- _To do_
Print every entry exactly as written.

(Natural-language object grounding data)
---

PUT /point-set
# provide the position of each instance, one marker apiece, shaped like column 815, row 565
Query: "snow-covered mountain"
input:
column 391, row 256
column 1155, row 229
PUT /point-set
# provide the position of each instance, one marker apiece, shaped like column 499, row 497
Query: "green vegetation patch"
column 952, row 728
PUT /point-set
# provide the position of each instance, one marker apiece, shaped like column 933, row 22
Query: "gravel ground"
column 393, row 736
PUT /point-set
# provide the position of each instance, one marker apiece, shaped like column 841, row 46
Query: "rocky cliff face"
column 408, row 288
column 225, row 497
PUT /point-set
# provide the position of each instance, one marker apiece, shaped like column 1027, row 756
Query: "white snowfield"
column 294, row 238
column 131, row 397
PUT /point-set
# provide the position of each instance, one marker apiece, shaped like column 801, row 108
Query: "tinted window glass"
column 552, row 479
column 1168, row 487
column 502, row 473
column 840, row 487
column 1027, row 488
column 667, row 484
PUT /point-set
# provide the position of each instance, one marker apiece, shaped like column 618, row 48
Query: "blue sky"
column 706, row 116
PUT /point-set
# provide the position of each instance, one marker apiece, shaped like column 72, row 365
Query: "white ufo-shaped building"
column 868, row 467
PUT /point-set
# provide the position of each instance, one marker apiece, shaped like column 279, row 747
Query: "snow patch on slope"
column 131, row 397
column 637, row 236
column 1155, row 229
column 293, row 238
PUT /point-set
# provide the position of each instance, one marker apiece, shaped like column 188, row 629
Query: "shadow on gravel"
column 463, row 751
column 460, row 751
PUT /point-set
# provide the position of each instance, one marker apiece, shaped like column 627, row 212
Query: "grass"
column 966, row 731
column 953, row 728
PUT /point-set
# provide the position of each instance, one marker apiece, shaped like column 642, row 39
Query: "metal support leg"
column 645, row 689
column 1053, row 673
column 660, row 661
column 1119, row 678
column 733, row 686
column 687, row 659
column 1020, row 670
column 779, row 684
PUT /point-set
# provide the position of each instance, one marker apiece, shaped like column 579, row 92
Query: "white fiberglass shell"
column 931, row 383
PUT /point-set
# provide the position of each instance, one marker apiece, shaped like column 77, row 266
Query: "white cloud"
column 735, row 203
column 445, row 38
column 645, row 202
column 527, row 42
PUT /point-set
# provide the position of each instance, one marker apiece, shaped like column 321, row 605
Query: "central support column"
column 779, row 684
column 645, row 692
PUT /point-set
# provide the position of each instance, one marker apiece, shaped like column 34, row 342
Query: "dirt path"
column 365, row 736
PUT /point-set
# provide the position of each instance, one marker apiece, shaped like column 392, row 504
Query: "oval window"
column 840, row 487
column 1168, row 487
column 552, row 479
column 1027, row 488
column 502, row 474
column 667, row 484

---

- _Task output_
PUT /point-set
# provide the position of each instance, one marker apiece, shaped like column 815, row 565
Query: "snow-covered mountain"
input:
column 391, row 256
column 1155, row 229
PUT /point-set
# provide the position of each instance, one marker apiece, shaped like column 499, row 497
Query: "green vegetation patch"
column 952, row 728
PUT /point-set
# provide the position of each instance, one marker apiece, shaped like column 933, row 22
Query: "gravel ground"
column 393, row 736
PUT /point-set
# provide the position of each instance, one marker apiece, shaped like column 841, row 46
Query: "rocky cliff face"
column 408, row 288
column 225, row 497
PUT /point-set
# provide the position of each instance, one marker apiece, shaped like column 1027, row 756
Query: "white snowfield"
column 294, row 238
column 131, row 397
PUT /point-set
# provide the position of each instance, one marker apiece, shaped like column 801, row 108
Query: "tinted window glass"
column 552, row 479
column 1168, row 487
column 502, row 473
column 840, row 487
column 1027, row 488
column 667, row 484
PUT /point-set
# provide the position of each instance, one marker apiece, shaped like column 618, row 48
Query: "blue sky"
column 706, row 116
PUT /point-set
# provide the position of each instance, one marker apiece, shaped like column 72, row 365
Query: "white ufo-shaped building"
column 868, row 467
PUT /point-set
# provide the position of each instance, one marker apiece, shaped like column 279, row 747
Query: "snow patch on slope"
column 131, row 397
column 637, row 236
column 1155, row 229
column 293, row 238
PUT /point-set
# provide the position of each instance, one marker apiece, shaped like column 188, row 629
Query: "shadow on gravel"
column 463, row 751
column 460, row 751
PUT /point-set
# provide the position of each instance, one marker apiece, shaped like column 627, row 212
Query: "grass"
column 966, row 731
column 953, row 728
PUT /point-set
# provide the position of each instance, one marker apiece, shaped like column 642, row 39
Query: "metal support leg"
column 645, row 689
column 1053, row 673
column 660, row 661
column 1119, row 678
column 733, row 686
column 687, row 659
column 1020, row 670
column 779, row 684
PUT /point-set
# provide the position of each instance, one marker apiece, shaped like column 579, row 92
Query: "white fiberglass shell"
column 931, row 383
PUT /point-set
# provide the position of each instance, one marker apiece, shaped like column 77, row 266
Query: "white cloud"
column 735, row 203
column 445, row 38
column 645, row 202
column 527, row 42
PUT /point-set
# provide the position of each instance, one marker apiece, shaped like column 321, row 605
Query: "central support column"
column 779, row 684
column 645, row 692
PUT /point-set
# provide the position of each instance, one marker apiece, shaped like column 34, row 342
Query: "dirt path"
column 365, row 736
PUT /point-set
# provide the position of each instance, one marker apiece, shaped like column 392, row 504
Query: "oval window"
column 840, row 487
column 1168, row 487
column 552, row 479
column 1027, row 488
column 502, row 474
column 667, row 484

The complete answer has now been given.